__DESCRIPTION OF THE TASK__: Your task is to restate word for word the line containing "Query: orange long-sleeved dress" and each line that follows it in the listing, and only those.

__DATA IN THIS EXERCISE__:
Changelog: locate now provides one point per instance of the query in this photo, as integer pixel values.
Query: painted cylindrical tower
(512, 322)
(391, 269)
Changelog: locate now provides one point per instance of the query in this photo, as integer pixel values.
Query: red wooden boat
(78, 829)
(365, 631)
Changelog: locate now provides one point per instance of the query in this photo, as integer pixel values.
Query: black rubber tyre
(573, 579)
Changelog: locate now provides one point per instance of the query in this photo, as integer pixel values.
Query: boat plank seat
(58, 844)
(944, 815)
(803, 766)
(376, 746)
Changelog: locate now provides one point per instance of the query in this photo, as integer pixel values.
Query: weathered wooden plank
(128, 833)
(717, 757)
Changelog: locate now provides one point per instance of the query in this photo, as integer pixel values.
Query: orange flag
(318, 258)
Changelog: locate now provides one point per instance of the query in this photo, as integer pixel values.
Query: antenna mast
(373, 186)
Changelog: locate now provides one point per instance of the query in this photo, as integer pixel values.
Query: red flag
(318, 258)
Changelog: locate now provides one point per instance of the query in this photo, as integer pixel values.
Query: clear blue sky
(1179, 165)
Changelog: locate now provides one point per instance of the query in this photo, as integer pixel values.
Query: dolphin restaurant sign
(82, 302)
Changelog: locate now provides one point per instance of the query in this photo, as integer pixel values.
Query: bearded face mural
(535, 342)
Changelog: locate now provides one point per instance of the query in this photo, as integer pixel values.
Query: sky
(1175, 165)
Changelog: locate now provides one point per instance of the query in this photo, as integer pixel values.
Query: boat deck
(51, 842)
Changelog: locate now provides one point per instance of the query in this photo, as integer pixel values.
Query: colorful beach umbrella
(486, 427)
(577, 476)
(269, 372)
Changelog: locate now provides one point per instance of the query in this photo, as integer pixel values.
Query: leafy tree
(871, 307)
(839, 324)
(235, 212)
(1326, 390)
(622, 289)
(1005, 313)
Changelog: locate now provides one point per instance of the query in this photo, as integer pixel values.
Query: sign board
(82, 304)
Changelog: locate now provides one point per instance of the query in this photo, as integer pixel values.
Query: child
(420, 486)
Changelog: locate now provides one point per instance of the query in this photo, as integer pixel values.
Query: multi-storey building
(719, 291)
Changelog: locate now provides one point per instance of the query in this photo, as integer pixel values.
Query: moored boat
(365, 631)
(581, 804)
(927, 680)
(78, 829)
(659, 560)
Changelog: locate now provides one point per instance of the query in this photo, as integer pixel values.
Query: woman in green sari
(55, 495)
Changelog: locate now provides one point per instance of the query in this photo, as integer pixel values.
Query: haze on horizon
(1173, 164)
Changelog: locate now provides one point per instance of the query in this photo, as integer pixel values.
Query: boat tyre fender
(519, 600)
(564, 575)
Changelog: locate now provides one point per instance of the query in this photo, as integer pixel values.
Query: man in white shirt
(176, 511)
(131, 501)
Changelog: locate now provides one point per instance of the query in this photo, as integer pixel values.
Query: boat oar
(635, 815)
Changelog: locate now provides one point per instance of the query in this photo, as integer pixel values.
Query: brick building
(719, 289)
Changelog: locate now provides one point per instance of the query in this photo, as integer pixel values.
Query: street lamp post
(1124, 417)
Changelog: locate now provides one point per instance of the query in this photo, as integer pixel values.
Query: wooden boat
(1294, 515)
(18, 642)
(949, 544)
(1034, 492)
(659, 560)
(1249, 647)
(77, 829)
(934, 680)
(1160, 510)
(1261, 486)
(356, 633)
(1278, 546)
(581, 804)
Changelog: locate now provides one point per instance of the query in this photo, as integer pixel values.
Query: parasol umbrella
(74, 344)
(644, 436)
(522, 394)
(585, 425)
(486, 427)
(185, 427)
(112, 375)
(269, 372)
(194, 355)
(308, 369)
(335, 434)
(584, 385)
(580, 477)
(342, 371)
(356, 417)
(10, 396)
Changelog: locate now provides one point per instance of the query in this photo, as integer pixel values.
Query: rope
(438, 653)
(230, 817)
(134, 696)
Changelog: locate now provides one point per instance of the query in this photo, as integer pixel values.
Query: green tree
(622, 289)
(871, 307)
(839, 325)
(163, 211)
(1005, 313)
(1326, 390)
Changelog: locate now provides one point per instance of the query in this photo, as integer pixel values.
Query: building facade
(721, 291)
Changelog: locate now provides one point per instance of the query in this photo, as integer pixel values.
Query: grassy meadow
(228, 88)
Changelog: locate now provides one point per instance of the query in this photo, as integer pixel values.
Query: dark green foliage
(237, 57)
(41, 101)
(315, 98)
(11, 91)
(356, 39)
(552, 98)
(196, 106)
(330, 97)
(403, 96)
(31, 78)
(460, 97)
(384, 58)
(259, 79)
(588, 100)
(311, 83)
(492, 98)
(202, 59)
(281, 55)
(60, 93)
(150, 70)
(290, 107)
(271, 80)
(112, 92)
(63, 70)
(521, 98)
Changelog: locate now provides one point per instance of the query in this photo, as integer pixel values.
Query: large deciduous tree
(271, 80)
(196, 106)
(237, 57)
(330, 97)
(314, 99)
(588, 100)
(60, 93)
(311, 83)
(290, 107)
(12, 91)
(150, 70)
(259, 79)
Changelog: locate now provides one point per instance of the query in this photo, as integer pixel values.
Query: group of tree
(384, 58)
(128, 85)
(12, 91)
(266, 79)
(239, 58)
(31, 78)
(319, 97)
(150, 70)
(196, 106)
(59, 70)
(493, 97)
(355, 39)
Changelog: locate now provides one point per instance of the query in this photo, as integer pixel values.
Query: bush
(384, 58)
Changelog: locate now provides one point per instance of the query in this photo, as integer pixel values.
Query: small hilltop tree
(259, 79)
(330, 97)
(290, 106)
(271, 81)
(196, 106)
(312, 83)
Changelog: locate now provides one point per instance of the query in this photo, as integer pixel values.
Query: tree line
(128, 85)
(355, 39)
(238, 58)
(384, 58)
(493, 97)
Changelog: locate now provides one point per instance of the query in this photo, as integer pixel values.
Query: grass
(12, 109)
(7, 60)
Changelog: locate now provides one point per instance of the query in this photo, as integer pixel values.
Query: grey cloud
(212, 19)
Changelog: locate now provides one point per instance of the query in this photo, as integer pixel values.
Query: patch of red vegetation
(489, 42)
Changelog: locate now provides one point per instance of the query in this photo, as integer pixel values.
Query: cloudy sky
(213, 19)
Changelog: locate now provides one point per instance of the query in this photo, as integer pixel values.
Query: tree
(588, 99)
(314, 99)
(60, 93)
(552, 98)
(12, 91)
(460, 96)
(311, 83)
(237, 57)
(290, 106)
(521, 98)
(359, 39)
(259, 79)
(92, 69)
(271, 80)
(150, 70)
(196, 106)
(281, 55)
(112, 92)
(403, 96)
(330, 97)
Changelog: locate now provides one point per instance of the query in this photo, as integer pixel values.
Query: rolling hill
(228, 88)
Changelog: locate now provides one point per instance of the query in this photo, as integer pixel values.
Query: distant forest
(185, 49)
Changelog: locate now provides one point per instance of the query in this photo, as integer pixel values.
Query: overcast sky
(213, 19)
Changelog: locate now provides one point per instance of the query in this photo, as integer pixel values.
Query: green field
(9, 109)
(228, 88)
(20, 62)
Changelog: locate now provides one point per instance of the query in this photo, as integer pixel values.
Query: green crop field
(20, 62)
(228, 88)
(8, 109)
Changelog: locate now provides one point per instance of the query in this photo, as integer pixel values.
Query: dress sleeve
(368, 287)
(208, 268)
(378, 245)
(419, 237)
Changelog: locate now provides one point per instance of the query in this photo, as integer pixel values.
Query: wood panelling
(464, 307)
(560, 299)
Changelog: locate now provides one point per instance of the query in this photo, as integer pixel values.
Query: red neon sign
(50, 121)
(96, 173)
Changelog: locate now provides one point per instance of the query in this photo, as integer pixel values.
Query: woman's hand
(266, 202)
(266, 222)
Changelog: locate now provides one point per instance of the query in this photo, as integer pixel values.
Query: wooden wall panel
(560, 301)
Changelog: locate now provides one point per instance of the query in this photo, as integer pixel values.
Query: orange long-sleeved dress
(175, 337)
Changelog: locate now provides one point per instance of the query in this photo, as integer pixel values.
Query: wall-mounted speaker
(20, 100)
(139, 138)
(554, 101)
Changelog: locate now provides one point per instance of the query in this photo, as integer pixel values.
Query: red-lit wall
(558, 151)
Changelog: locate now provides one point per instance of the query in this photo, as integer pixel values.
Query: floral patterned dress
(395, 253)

__COMPLETED EXERCISE__:
Query: orange long-sleeved dress
(175, 337)
Changelog: locate now provides one point per instance of the query in this photo, as integer pixel values.
Query: wall-mounted speaker
(20, 100)
(139, 138)
(554, 101)
Changelog: locate now provides one point per instance of the query in this photo, as integer pixel values.
Query: red-lit wall
(558, 151)
Changelog: locate now provides one point per instance of the query in this photo, as integer pixel values.
Query: floral patterned dress
(395, 253)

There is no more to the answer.